● **TEXT TO READ**:
———
In folded form, the mailer is held secure by the adhesive of the adhesive/releasable substrate combination 153 bonding with paper of the back of second panel 102. However, because of the releasable nature of the releasable substrate of the adhesive/releasable substrate combination 153, the mailer can be easily unfolded along fold line 111. When the mailer is unfolded along fold line 111, the adhesive of the adhesive/releasable substrate combination 153 remains on the paper of the second panel 102 while the releasable substrate of the adhesive/releasable substrate combination 153 remains on the first panel 101.

FIG. 2A shows a top view of the front of a five-panel mailing form including a tax form, in one embodiment of the present invention. FIG. 2A shows that the mailing form, or mailer, comprising a ply, which is a rectangular sheet of paper having dimensions and constitution similar to those of the mailer of FIG. 1A. Either side of the ply can receive printed information when passed through a simplex non-impact printer. FIG. 2A shows a first panel 201, a second panel 202, a third panel 203, a fourth panel 204 and a fifth panel 205, all of substantially the same area. Each panel is separated by a fold line, 211, 212, 213 and 214, respectively.

The mailer of FIG. 2A includes perforations and die cuts similar to those of the mailer of FIG. 1A, including perforations 221, 222, 223, 231, 232. FIG. 2A further shows semicircular die cut 230 interrupting perforation 221 and semicircular die cut 235 interrupting perforation 222. FIG. 2A further shows variable printed information on first panel 201. The variable information printed on first panel 201 can include, among other things, a sender address, a recipient address, certified mail information, postage indicia and a FIM. Note that the variable information printed on first panel 201 can be printed in a downwards-facing or in an upwards facing orientation.

FIG. 2B shows a top view of the back of the mailing form of FIG. 2A. FIG. 2B shows a top view of the back of the mailing form of FIG. 2A. FIG. 2B shows that a tax document, including the information associated with the tax document, can be printed on the third panel 203, the fourth panel 204 and the fifth panel 205. FIG. 2B also shows that the tax document is positioned in such a way that a user may tear along perforations 232, 231 and 223 to release the tax document and retain it.

FIG. 2B further shows adhesive 252 applied in a recurring pattern to the right and left inside edges of the first panel 201 and applied in a continuous line along the top inside edge of the first panel 201. Also shown is a releasable substrate 251, such as silicon, applied in a recurring pattern to the right and left inside edges of the second panel 202 and applied in a continuous line along the bottom inside edge of the second panel 202. Note that the position of the releasable substrate 251 mirrors the position of the adhesive 252 on the first panel 201. This is described in more detail with reference to FIG. 9. Note that the releasable substrate 251 and the adhesive 252 are positioned such that when the first panel 201 is folded along the fold line 211 so that the back face of the first panel 201 contacts the back face of the second panel 202, the adhesive 252 contacts, and is laid on top of, the releasable substrate 251. In folded form, the mailer is held secure by the adhesive 252 and the releasable substrate 251. However, because of the releasable nature of the releasable substrate 251, the mailer can be easily unfolded along fold line 211.
———
Some material:

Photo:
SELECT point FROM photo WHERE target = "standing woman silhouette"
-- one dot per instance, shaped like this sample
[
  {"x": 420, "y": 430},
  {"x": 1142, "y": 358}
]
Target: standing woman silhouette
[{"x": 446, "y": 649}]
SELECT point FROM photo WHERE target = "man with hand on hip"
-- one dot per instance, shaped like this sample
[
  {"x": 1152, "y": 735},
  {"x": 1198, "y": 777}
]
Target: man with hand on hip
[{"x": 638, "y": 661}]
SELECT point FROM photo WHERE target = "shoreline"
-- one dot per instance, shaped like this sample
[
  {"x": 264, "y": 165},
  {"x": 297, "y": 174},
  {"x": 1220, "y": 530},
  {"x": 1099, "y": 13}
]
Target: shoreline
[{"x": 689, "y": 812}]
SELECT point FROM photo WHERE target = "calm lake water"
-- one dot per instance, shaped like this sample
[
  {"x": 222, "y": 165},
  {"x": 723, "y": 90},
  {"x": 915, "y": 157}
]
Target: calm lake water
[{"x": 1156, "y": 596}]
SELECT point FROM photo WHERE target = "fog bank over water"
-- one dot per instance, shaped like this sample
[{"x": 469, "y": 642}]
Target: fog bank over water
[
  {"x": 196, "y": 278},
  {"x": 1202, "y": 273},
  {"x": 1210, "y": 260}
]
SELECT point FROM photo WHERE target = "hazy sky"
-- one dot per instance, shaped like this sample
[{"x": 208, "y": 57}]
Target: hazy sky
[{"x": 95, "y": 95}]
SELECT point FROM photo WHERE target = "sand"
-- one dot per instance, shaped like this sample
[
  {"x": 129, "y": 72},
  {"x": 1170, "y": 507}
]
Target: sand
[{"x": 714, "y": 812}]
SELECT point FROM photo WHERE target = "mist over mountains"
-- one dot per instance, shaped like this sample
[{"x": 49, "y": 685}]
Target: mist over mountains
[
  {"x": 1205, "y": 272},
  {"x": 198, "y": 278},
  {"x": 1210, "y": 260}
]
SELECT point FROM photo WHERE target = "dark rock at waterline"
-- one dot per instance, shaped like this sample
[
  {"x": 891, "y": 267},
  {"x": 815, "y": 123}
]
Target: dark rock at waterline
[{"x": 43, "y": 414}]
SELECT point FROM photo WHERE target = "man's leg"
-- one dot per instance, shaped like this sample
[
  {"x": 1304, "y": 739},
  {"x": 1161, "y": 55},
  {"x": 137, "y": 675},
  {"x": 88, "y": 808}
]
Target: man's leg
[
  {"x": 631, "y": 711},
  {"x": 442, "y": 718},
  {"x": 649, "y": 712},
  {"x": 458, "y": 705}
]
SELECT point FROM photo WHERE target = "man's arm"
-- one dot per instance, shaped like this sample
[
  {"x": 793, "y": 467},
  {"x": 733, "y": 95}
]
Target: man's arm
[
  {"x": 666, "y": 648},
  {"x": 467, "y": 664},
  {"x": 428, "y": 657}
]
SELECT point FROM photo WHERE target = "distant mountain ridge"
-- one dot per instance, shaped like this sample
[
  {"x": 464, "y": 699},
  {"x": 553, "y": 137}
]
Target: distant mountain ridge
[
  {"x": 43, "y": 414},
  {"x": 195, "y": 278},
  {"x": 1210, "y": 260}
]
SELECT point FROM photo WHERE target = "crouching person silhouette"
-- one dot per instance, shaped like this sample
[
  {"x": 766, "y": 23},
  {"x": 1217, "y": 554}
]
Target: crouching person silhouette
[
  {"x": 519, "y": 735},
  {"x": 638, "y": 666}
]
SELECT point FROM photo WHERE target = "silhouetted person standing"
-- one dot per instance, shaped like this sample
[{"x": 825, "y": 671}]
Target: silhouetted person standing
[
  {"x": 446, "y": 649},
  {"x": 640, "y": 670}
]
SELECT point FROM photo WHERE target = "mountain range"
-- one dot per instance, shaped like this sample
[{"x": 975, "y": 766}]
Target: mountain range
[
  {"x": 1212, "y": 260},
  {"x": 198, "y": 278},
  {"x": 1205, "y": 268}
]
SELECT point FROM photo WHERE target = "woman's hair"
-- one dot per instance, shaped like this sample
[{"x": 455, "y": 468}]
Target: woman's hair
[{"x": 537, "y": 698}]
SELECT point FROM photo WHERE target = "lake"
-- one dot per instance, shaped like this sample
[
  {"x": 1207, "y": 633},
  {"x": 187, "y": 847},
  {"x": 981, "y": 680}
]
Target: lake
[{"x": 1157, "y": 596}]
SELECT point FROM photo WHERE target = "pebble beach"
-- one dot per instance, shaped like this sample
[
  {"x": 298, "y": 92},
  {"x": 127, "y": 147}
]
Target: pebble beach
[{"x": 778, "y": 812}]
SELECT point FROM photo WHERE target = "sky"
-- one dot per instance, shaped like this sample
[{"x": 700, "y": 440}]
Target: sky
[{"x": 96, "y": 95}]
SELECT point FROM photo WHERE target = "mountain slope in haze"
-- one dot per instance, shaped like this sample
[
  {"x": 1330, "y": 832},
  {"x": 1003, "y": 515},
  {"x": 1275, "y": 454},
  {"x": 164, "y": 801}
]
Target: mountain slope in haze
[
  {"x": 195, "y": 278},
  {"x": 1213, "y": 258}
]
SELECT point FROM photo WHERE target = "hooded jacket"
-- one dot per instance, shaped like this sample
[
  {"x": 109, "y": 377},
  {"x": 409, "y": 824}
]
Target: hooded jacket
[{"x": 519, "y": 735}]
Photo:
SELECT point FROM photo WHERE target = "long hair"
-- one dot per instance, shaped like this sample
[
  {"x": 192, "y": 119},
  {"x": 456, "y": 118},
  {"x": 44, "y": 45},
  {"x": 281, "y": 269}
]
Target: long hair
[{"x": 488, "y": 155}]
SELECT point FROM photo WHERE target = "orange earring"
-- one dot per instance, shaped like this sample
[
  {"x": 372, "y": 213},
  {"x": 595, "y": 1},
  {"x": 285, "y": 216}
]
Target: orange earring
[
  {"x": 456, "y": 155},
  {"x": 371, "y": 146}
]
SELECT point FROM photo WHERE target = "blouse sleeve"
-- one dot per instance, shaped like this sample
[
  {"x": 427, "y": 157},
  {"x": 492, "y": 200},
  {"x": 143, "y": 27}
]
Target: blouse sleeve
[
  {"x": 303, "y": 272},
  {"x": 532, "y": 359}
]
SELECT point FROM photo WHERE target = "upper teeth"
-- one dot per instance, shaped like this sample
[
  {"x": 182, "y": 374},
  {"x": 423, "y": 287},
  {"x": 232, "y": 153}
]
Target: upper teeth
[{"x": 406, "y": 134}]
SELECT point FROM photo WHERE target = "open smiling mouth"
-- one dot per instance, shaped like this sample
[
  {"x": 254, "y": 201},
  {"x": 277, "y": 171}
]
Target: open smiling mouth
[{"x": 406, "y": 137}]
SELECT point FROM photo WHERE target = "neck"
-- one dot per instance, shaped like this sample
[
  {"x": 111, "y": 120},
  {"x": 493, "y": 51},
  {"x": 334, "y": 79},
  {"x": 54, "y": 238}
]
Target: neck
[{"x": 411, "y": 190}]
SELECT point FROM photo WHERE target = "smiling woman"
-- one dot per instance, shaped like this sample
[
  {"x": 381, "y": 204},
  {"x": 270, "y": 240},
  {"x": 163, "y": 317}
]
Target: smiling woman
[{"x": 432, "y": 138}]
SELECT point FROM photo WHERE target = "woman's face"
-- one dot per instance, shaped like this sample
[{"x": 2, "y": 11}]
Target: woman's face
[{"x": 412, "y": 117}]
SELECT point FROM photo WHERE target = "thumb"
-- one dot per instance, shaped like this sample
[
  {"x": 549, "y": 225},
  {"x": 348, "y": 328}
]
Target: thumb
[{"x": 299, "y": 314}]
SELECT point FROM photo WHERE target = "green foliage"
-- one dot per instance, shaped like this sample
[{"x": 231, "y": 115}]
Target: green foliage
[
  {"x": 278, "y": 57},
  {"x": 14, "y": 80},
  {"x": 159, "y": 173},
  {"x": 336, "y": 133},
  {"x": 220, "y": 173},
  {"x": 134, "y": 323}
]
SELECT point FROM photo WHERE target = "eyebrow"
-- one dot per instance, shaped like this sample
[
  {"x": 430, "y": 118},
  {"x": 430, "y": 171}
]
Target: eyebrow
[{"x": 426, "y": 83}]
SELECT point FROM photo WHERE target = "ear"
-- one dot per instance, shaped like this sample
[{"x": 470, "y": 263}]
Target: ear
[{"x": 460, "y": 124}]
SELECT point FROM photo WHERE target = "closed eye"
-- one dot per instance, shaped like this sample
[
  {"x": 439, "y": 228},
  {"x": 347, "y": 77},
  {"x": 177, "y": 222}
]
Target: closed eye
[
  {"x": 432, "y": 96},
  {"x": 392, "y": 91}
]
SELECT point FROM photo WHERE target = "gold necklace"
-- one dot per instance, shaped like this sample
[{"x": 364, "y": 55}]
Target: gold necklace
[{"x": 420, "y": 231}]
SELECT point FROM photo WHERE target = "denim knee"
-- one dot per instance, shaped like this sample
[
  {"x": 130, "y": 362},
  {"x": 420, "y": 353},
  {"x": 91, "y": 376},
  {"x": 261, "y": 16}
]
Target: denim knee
———
● **EXERCISE SET**:
1. Repeat everything in the mailer description from "The mailer of FIG. 2A" down to "upwards facing orientation.".
2. In the mailer description, what substance is given as an example of releasable substrate 251?

● **THE ANSWERS**:
1.
The mailer of FIG. 2A includes perforations and die cuts similar to those of the mailer of FIG. 1A, including perforations 221, 222, 223, 231, 232. FIG. 2A further shows semicircular die cut 230 interrupting perforation 221 and semicircular die cut 235 interrupting perforation 222. FIG. 2A further shows variable printed information on first panel 201. The variable information printed on first panel 201 can include, among other things, a sender address, a recipient address, certified mail information, postage indicia and a FIM. Note that the variable information printed on first panel 201 can be printed in a downwards-facing or in an upwards facing orientation.

2. Silicon